## [Directions]
Repeat, exactly and completely, the entries shown underneath.

## [Dataset records]
>> start
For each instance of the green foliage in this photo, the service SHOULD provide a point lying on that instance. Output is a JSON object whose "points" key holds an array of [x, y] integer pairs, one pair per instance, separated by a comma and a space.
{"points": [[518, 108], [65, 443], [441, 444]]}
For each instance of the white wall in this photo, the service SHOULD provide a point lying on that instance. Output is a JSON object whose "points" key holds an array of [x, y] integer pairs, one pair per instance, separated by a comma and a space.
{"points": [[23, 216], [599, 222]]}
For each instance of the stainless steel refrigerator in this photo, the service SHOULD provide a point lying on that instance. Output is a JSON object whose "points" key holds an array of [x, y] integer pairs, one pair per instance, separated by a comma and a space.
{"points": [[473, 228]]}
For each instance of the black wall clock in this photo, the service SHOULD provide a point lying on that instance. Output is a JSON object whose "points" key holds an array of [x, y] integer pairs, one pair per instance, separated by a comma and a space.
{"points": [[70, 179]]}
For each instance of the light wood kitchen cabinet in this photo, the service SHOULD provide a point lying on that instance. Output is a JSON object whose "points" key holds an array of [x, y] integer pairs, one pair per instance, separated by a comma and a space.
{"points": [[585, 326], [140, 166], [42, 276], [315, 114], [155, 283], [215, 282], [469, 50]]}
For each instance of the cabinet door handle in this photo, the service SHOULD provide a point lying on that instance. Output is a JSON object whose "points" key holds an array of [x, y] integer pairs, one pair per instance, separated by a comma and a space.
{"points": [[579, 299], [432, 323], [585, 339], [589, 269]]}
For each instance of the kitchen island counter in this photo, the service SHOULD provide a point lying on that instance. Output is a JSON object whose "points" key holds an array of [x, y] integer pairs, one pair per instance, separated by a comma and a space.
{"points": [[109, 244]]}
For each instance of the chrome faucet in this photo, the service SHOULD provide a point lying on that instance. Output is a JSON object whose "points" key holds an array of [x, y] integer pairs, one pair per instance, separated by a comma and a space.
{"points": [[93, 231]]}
>> end
## [Written response]
For each instance of the green foliage in this photo, the service SHOULD provide a point lying on that instance. Output is a JSON object whose "points" key holds an array of [x, y] integer pairs, one pair per instance, separated by a comma and a space.
{"points": [[518, 108], [65, 443], [441, 444]]}
For each instance of the white wall in this photo, the service SHOULD provide a point lying on that instance. Output is a JSON object whose "points" key holds an array of [x, y] integer pairs, one pair per instance, separated by a comma and a space.
{"points": [[23, 216], [599, 222]]}
For each instance of the stainless steel refrigerator in this photo, the service SHOULD provide a point lying on that instance. Output is a JSON object whose "points" key holds an array of [x, y] integer pairs, one pair per instance, separated by a comma and a space.
{"points": [[473, 228]]}
For each instance of the black wall clock in this photo, the service SHOULD provide a point lying on that instance. Output is a JSON object whose "points" key holds an array of [x, y] integer pairs, one pair per instance, separated by a comma and a space.
{"points": [[70, 179]]}
For each instance of the light wood kitchen cabinet in this photo, the service SHOULD provide a point lying on that instance. Output is a JSON object whose "points" key holds an array of [x, y] integer pairs, one pair per instance, separated by a comma and a space.
{"points": [[585, 326], [140, 166], [42, 276], [315, 114], [155, 283], [215, 282], [469, 50]]}
For each instance of the cabinet door handle in this photo, the service SHOULD provide a point lying on that instance. Output is a JSON object whose "points" key holds an array of [x, y] integer pairs, one pair per instance, separated by a comma and a space.
{"points": [[579, 299], [432, 323], [585, 339], [589, 269]]}
For each instance of the kitchen island counter in this photo, the service SHOULD provide a point lying on that instance. Output is a JSON object whose "points" key holds an array of [x, y] integer pairs, one pair per instance, separated by a comma and a space.
{"points": [[109, 244]]}
For each instance of the chrome faucet in this photo, the service SHOULD provide a point lying on that instance. Output is a JSON object whose "points" key holds an array of [x, y] integer pairs, one pair per instance, separated by a comma and a space.
{"points": [[93, 231]]}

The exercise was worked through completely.